▶ THE TASK:
Reproduce the data below word for word, keeping every line as it appears.

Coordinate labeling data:
##############################

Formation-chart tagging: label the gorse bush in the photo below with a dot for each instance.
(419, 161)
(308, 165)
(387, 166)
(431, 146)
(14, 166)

##############################

▶ RESPONSE TO THIS TASK:
Formation-chart tagging: label the gorse bush in the photo below with a dot for each instance.
(419, 161)
(308, 165)
(387, 166)
(431, 146)
(14, 166)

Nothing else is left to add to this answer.